- _TASK BRIEF_: Copy all of the material below line for line, without any changes, and leave out the pictures.

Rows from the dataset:
═══
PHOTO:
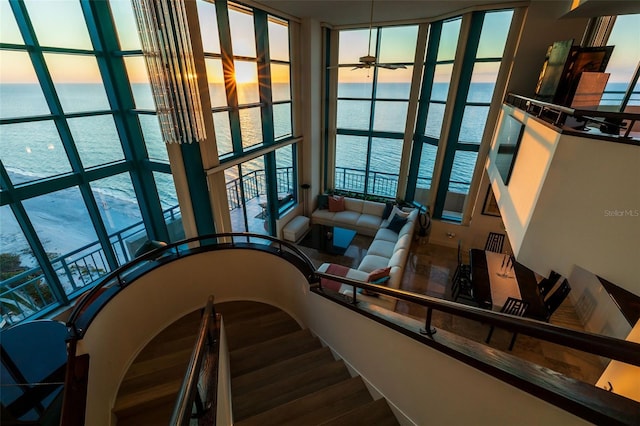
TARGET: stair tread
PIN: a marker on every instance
(266, 375)
(314, 408)
(287, 388)
(375, 412)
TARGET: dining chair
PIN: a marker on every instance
(515, 307)
(556, 298)
(495, 242)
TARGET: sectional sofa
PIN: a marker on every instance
(390, 246)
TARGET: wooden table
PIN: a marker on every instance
(520, 282)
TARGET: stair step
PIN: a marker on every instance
(288, 388)
(256, 379)
(375, 412)
(255, 357)
(315, 408)
(251, 331)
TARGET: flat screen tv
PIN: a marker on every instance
(507, 144)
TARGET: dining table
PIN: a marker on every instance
(497, 276)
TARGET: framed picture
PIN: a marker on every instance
(490, 207)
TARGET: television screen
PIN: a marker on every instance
(507, 144)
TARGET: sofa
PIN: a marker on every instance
(389, 249)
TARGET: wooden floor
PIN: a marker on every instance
(429, 270)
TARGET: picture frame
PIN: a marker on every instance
(490, 206)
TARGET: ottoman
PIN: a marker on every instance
(296, 228)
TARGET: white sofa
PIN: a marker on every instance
(388, 249)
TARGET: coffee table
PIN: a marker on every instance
═══
- _THE OUTPUT_:
PHOTO:
TARGET: stair tread
PIN: a marker on every instance
(266, 375)
(314, 408)
(287, 388)
(375, 412)
TARGET: dining chair
PIN: a marker on every instance
(515, 307)
(556, 298)
(495, 242)
TARGET: sectional sofa
PIN: a marker on every instance
(390, 246)
TARGET: wooden table
PIN: a marker on every instance
(520, 282)
TARGET: stair step
PIN: a marker on every instance
(288, 388)
(256, 379)
(375, 412)
(255, 357)
(315, 408)
(251, 331)
TARGET: flat screen tv
PIN: a marker on every instance
(507, 144)
TARGET: dining table
PIN: a marker on every instance
(497, 276)
TARGET: framed picture
PIN: a marker on every instance
(490, 207)
TARGET: television screen
PIN: a marker on every instance
(507, 144)
TARGET: sofa
PIN: a marker on every instance
(389, 249)
TARGET: wooden floor
PIN: a marker on every instance
(429, 270)
TARGET: picture frame
PIN: a marker on every instance
(490, 206)
TARGET: ottoman
PIN: a marker on every instance
(296, 228)
TARGET: white sofa
PIN: a marker on every instance
(388, 249)
TARGET: coffee table
PIN: a marker on every instance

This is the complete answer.